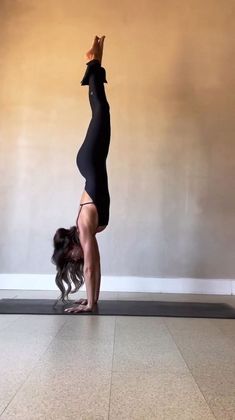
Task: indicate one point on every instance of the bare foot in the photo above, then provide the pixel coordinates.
(81, 301)
(79, 308)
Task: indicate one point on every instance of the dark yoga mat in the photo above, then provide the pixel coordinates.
(121, 307)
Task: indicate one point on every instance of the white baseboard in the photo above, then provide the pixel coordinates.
(126, 284)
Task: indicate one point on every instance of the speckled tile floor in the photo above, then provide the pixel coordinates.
(91, 367)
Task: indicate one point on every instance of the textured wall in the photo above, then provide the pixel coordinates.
(170, 70)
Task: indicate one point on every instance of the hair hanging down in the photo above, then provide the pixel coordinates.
(68, 271)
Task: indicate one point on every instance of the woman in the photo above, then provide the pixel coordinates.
(76, 252)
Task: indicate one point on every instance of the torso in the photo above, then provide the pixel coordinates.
(86, 198)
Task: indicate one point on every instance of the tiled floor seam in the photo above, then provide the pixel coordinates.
(190, 372)
(31, 370)
(112, 367)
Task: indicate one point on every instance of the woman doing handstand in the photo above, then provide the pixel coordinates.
(76, 252)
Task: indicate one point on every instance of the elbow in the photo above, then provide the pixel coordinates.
(89, 270)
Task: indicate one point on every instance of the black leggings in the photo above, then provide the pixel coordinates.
(91, 157)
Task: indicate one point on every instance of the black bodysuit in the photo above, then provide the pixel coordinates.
(91, 157)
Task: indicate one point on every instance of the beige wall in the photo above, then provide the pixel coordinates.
(170, 70)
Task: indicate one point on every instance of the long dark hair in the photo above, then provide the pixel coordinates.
(68, 271)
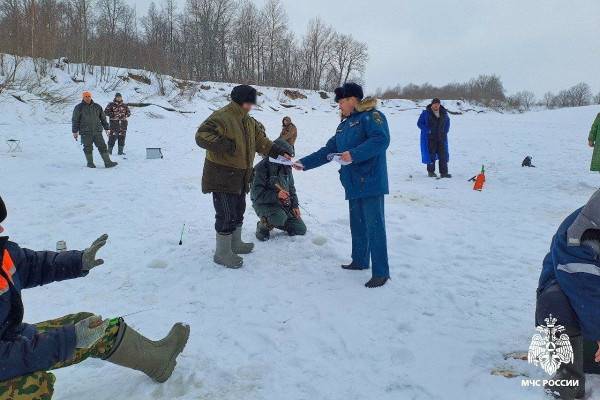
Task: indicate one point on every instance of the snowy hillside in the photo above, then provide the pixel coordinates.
(291, 324)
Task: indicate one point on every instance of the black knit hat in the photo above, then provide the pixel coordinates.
(349, 89)
(2, 210)
(243, 94)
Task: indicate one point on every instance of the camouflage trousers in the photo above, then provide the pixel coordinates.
(40, 385)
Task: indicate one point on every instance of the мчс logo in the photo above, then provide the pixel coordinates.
(547, 349)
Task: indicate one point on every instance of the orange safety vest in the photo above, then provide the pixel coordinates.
(8, 267)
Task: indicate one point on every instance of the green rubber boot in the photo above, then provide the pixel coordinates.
(157, 359)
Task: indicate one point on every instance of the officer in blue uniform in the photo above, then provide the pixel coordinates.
(569, 289)
(361, 141)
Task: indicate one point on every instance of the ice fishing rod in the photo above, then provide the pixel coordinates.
(181, 237)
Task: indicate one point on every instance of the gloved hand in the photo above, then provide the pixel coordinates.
(89, 255)
(89, 331)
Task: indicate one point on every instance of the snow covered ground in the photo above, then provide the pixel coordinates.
(291, 324)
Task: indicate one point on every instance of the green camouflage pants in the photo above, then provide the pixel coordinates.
(40, 385)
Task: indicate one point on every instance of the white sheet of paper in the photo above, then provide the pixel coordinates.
(281, 160)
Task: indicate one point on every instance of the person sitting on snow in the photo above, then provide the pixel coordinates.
(27, 351)
(434, 123)
(360, 143)
(274, 197)
(569, 290)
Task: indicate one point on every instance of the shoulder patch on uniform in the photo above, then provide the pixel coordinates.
(377, 117)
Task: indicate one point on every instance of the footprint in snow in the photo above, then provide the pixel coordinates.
(158, 264)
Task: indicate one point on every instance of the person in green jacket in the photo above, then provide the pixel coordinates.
(88, 121)
(594, 141)
(231, 138)
(274, 197)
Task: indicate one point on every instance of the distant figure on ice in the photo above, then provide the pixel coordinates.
(594, 141)
(434, 123)
(274, 197)
(117, 113)
(289, 132)
(360, 142)
(27, 351)
(231, 138)
(88, 120)
(569, 289)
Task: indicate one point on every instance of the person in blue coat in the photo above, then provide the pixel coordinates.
(569, 291)
(28, 351)
(434, 123)
(360, 144)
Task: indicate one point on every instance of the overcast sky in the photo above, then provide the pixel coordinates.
(538, 45)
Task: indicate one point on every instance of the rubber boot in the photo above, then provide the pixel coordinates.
(573, 371)
(107, 162)
(263, 232)
(224, 255)
(237, 246)
(90, 160)
(157, 359)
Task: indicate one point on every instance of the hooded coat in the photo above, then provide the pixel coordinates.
(594, 138)
(231, 138)
(426, 123)
(22, 349)
(576, 269)
(365, 134)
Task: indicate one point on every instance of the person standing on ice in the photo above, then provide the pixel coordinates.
(594, 141)
(360, 142)
(434, 123)
(88, 120)
(274, 197)
(231, 138)
(289, 132)
(28, 351)
(117, 112)
(569, 290)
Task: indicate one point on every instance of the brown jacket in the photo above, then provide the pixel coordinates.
(231, 138)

_ _ _ _ _ _ _

### Task requirements
Return every entry above word for word, and include no images.

### Result for this exercise
Task: indicate one point on every instance of the bare foot in the photo above, then provide the pixel coordinates.
(81, 301)
(79, 308)
Task: indicate one point on every instance of the dark yoga mat in the photo above, then provide the pixel coordinates.
(121, 307)
Task: indicate one point on every instance of the white baseboard in the photo above, then provide the pixel coordinates.
(126, 284)
Task: indicate one point on every instance of the speckled tile floor in the photo above, then provide the pixel coordinates.
(91, 367)
Task: indicate one point on every instance of the textured wall in the photo above, then provide the pixel coordinates.
(170, 70)
Task: indicate one point on every instance of the hair hanging down in the photo above, then provide the pixel coordinates.
(68, 271)
Task: indicate one point on every instance of the woman in the photo above, then provide the pixel coordinates.
(76, 252)
Task: indicate one point on every instance of the torso in the photo above, then provide the pixel coordinates.
(86, 198)
Task: indicate one point on every instance of the tiled floor seam in the photo above, then provide the pixel coordinates.
(190, 372)
(31, 370)
(112, 367)
Task: indicate one point on every instance of the woman doing handstand in the photo above, then provide the pixel coordinates.
(76, 252)
Task: indicate one point on every instance of the elbow in the photo above, then provide the pixel coordinates.
(89, 270)
Task: indicate one point on every instance of the black leggings in the photo above, then provide the pixel coordinates.
(91, 157)
Task: indicate one point on every instance of the black bodysuit in the photo above, then provide the pixel coordinates.
(91, 157)
Task: indicate one point on every instance of the beige wall in the photo above, then provide the pixel coordinates.
(170, 70)
Task: indicate one point on every instance of the long dark hair in the photo above, then provide the pixel coordinates.
(68, 271)
Task: indicate one point on every instance of the snowy hillside in the photo above, then provide the pixel coordinates.
(291, 324)
Task: indicate one point on every instance of the black knit hat in the photo above, then provide the pixel coordinates.
(349, 89)
(2, 210)
(243, 94)
Task: indicate one point on every instance of the camouflage trousers in the photo above, then provide the pixel coordinates.
(40, 385)
Task: indicate one point on every instance of the мчс logo in the photo above, then provide the pixel coordinates.
(547, 349)
Task: indicate one point on every instance of the orange safety vest in the photo above, then provide the pixel coordinates.
(8, 267)
Task: indicate one point on every instance of the green rubber boot in the photo above, then provide the pixel coordinates.
(157, 359)
Task: indicate one point on every instance of the officer in blue uniform in the photo above, then provide the pixel coordinates.
(569, 289)
(361, 141)
Task: indicate one point on every instance of the ice fishing rod in the photo above, then provide the pixel coordinates.
(181, 237)
Task: indicate one point on every instance of the gloved hand in the photo above, then provide the pixel coordinates.
(89, 255)
(89, 331)
Task: indicate one point on every instance of the snow covered ground in the photo above, then provide the pixel coordinates.
(291, 324)
Task: indicate one point on every instance of the green camouflage pants in the photo above, then provide the pixel coordinates.
(40, 385)
Task: indicate one point on every instance of the white sheet of paper in the photo above, then provide the pixel coordinates.
(281, 160)
Task: indicate one point on every instance of the person sitting on snow in the photo above, then provide the pixel coordinates.
(27, 351)
(434, 123)
(360, 143)
(274, 197)
(569, 290)
Task: indicate one point on every instance of the shoulder patch on uniform in the photo above, then provide the pixel coordinates.
(377, 117)
Task: indicate one point on every instance of the footprint in snow in the photo above, then provide the pixel coordinates.
(158, 264)
Task: indicate one point on every instance of the person in green jacket in the photo above, then provide the pixel coordinates.
(88, 121)
(594, 141)
(231, 138)
(274, 197)
Task: indicate one point on every instance of the distant figure on ice in the photo above, then provide the pixel coordinates.
(594, 141)
(434, 123)
(274, 197)
(117, 113)
(289, 132)
(360, 142)
(27, 351)
(231, 138)
(88, 120)
(569, 289)
Task: indicate one point on every instance of the person in blue coat in the photo above, then provide the pixel coordinates.
(569, 291)
(28, 351)
(434, 123)
(360, 144)
Task: indicate one point on every instance of the overcast sky in the photo above, then provide the pixel coordinates.
(538, 45)
Task: indicate one point on every instance of the rubber boot in the photo above, then provide the pixel coordinates.
(573, 371)
(107, 162)
(263, 232)
(224, 255)
(237, 246)
(90, 160)
(157, 359)
Task: indicate one point on every instance of the hooded coat in the photo above, then provide the pixel coordinates.
(594, 138)
(231, 138)
(426, 123)
(22, 349)
(576, 269)
(365, 134)
Task: indicate one point on every instance of the person standing on ice in the photo above, then provide the pixel coordinates.
(594, 141)
(360, 142)
(434, 123)
(88, 120)
(274, 197)
(231, 138)
(289, 132)
(28, 351)
(117, 112)
(569, 290)
Task: indicate one point on every instance of the brown jacket in the photo above, then provide the pixel coordinates.
(231, 138)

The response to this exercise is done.